### GIVEN PROBLEM
Could you render each line of the material below as a JSON list of strings, with one string per line and no blank lines? Please leave the pictures out.

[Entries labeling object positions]
----

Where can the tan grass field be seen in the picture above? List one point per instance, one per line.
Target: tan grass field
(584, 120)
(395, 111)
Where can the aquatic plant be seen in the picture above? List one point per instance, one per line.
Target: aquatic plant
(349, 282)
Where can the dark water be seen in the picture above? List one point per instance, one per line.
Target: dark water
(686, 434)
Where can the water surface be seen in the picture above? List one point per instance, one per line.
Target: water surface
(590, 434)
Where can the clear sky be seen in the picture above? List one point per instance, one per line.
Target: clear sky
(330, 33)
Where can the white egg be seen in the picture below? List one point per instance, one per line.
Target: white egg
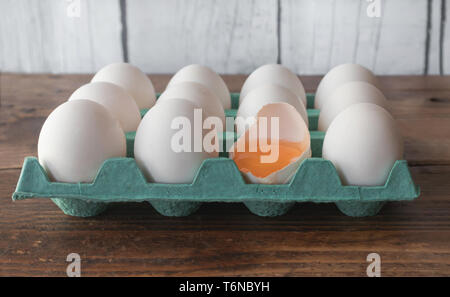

----

### EXPECTED ANSWER
[
  "Where can the tan grass field be seen in the picture above? List one point per instance, one per line.",
  "Target: tan grass field",
  "(584, 120)",
  "(395, 111)",
  "Where can the aquatic plant be seen in the picture above? List one point per instance, one per line.",
  "Target: aquatic plant",
  "(349, 282)",
  "Where can the dark water be seen in the picture above? List one point per instance, one per line.",
  "Target: dark water",
  "(686, 434)",
  "Where can the water surface be seen in the picture above? List one point per instance, one per line.",
  "Target: water surface",
  "(590, 434)",
  "Where can the clear sky be seen in the picture above? List one point per instance, one per line.",
  "Target: clear sky",
  "(330, 33)",
  "Where can the white egg be seen in the picture below? List one point per instance, one per line.",
  "Target: white egg"
]